Work task 1: In the talk abstract on computer vision with little human supervision, how fast does the real-time instance segmentation algorithm run on a single Titan Xp?
Work task 2: Keep writing the talk abstract on computer vision with little human supervision, starting right after its last sentence.

┌─ Passage

Humans and animals learn to see the world mostly on their own, without supervision, yet today’s state-of-the-art visual recognition systems rely on millions of manually-annotated training images. This reliance on labelled data has become one of the key bottlenecks in creating systems that can attain a human-level understanding of the vast concepts and complexities of our visual world. Indeed, while computer vision research has made tremendous progress, most success stories are limited to specific domains in which lots of carefully-labelled data can be unambiguously and easily acquired.

In this talk, I will present my research in computer vision and deep learning on creating scalable recognition systems that can learn to understand visual data with minimal human supervision. Given the right constraints, I’ll show that one can design learning algorithms that discover and generate meaningful patterns from the data with little to no human supervision. In particular, I’ll focus on algorithms that can localize relevant image regions given only weak image-level supervision, and hierarchically disentangle and generate fine-grained details of objects. I'll also discuss our latest work on real-time instance segmentation -- our algorithm obtains ~30 mAP on the challenging MS COCO dataset while running at 33 fps on a single Titan Xp.

└─
┌─ Given records

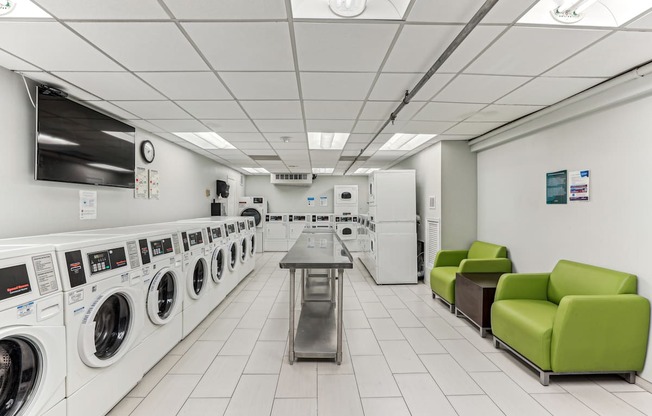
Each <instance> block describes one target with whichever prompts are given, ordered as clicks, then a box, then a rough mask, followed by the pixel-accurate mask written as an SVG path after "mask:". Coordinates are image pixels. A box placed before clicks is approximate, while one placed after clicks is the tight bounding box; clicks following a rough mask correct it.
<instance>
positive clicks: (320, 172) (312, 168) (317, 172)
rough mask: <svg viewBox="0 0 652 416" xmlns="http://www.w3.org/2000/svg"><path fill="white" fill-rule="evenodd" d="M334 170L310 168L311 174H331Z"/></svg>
mask: <svg viewBox="0 0 652 416" xmlns="http://www.w3.org/2000/svg"><path fill="white" fill-rule="evenodd" d="M334 170H335V169H334V168H312V173H321V174H324V175H325V174H331V173H333V171H334Z"/></svg>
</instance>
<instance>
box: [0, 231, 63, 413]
mask: <svg viewBox="0 0 652 416" xmlns="http://www.w3.org/2000/svg"><path fill="white" fill-rule="evenodd" d="M0 244H3V242H2V241H0ZM65 380H66V331H65V327H64V306H63V295H62V293H61V281H60V279H59V270H58V268H57V263H56V257H55V255H54V251H53V248H52V247H47V246H29V245H23V246H21V245H10V246H3V247H0V414H2V415H12V416H13V415H15V416H65V415H66V401H65V393H66V383H65Z"/></svg>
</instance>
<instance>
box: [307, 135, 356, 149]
mask: <svg viewBox="0 0 652 416" xmlns="http://www.w3.org/2000/svg"><path fill="white" fill-rule="evenodd" d="M347 140H349V133H319V132H308V147H309V148H310V149H322V150H337V149H344V145H345V144H346V141H347Z"/></svg>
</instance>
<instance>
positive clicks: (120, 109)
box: [83, 101, 138, 120]
mask: <svg viewBox="0 0 652 416" xmlns="http://www.w3.org/2000/svg"><path fill="white" fill-rule="evenodd" d="M83 104H85V105H88V106H90V107H93V108H95V109H98V111H99V112H101V113H105V114H109V115H110V116H112V117H116V118H119V119H125V120H133V119H137V118H138V117H137V116H136V115H134V114H131V113H130V112H128V111H125V110H123V109H122V108H120V107H118V106H117V105H115V104H112V103H110V102H108V101H86V102H85V103H83Z"/></svg>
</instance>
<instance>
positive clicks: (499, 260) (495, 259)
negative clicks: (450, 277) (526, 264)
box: [459, 259, 512, 273]
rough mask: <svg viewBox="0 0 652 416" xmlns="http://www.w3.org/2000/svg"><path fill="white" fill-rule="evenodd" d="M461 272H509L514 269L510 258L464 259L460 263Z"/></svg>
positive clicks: (463, 272) (498, 272) (488, 272)
mask: <svg viewBox="0 0 652 416" xmlns="http://www.w3.org/2000/svg"><path fill="white" fill-rule="evenodd" d="M459 271H460V273H464V272H467V273H500V272H503V273H509V272H511V271H512V261H511V260H510V259H464V260H462V262H461V263H460V270H459Z"/></svg>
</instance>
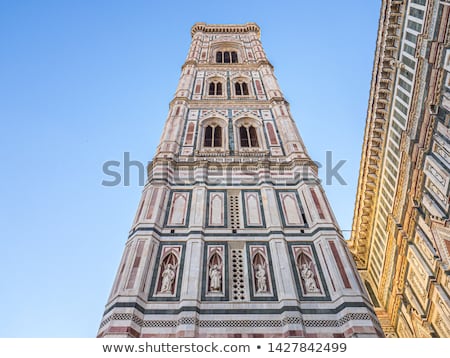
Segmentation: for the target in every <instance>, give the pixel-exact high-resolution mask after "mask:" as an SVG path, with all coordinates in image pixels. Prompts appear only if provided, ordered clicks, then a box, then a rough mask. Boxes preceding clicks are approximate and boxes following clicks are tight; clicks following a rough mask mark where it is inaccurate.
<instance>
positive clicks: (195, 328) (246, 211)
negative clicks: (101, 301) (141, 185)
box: [98, 23, 382, 337]
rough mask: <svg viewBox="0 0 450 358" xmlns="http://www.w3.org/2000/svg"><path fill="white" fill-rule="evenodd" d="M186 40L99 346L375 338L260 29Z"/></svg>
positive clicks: (369, 320) (207, 29)
mask: <svg viewBox="0 0 450 358" xmlns="http://www.w3.org/2000/svg"><path fill="white" fill-rule="evenodd" d="M191 35H192V43H191V47H190V50H189V54H188V56H187V59H186V62H185V63H184V65H183V67H182V74H181V78H180V81H179V84H178V88H177V90H176V93H175V97H174V99H173V100H172V101H171V103H170V109H169V115H168V118H167V121H166V125H165V128H164V132H163V134H162V137H161V143H160V145H159V147H158V150H157V153H156V155H155V157H154V159H153V161H152V162H151V164H150V165H149V167H148V181H147V184H146V186H145V188H144V190H143V193H142V198H141V201H140V203H139V206H138V210H137V214H136V218H135V220H134V223H133V225H132V228H131V231H130V234H129V237H128V241H127V242H126V246H125V251H124V254H123V258H122V261H121V263H120V266H119V269H118V273H117V276H116V279H115V282H114V284H113V288H112V291H111V295H110V297H109V299H108V303H107V305H106V310H105V313H104V317H103V320H102V322H101V325H100V329H99V332H98V336H99V337H371V336H372V337H374V336H375V337H377V336H381V335H382V331H381V329H380V326H379V324H378V321H377V318H376V316H375V313H374V311H373V308H372V306H371V303H370V300H369V298H368V296H367V294H366V292H365V290H364V289H363V287H362V284H361V280H360V278H359V276H358V273H357V271H356V269H355V266H354V263H353V261H352V258H351V256H350V254H349V252H348V249H347V246H346V244H345V242H344V240H343V238H342V235H341V233H340V231H339V228H338V225H337V223H336V220H335V218H334V216H333V213H332V211H331V209H330V207H329V204H328V201H327V199H326V197H325V194H324V191H323V189H322V187H321V185H320V181H319V179H318V178H317V168H316V166H315V164H314V162H313V161H312V160H311V159H310V158H309V156H308V154H307V152H306V149H305V147H304V144H303V142H302V140H301V138H300V135H299V132H298V130H297V127H296V125H295V123H294V120H293V118H292V117H291V114H290V112H289V104H288V103H287V102H286V100H285V99H284V97H283V94H282V92H281V90H280V88H279V86H278V83H277V80H276V78H275V76H274V73H273V67H272V65H271V64H270V62H269V61H268V59H267V58H266V55H265V53H264V50H263V48H262V45H261V42H260V29H259V27H258V26H257V25H256V24H254V23H247V24H245V25H207V24H204V23H197V24H195V25H194V26H193V27H192V30H191Z"/></svg>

└─

Output 1: 33 fps

Output 2:
Bio:

Yong Jae Lee is an Assistant Professor in the Department of Computer Science at the University of California, Davis. His research interests are in computer vision, machine learning, and computer graphics, with a focus on creating robust visual recognition systems that can learn to understand the visual world with minimal human supervision. Before joining UC Davis in 2014, he received his Ph.D. from the University of Texas at Austin in 2012 advised by Kristen Grauman, and was a post-doc at Carnegie Mellon University (2012-2013) and UC Berkeley (2013-2014) advised by Alyosha Efros. He received his B.S. in Electrical Engineering from the University of Illinois at Urbana-Champaign in 2006. He is a recipient of several awards including the Army Research Office (ARO) Young Investigator Program (YIP) award, UC Davis Hellman Foundation Fellowship, National Science Foundation (NSF) CAREER award, AWS Machine Learning Research Award, Adobe Data Science Research Award, and UC Davis College of Engineering Outstanding Junior Faculty Award.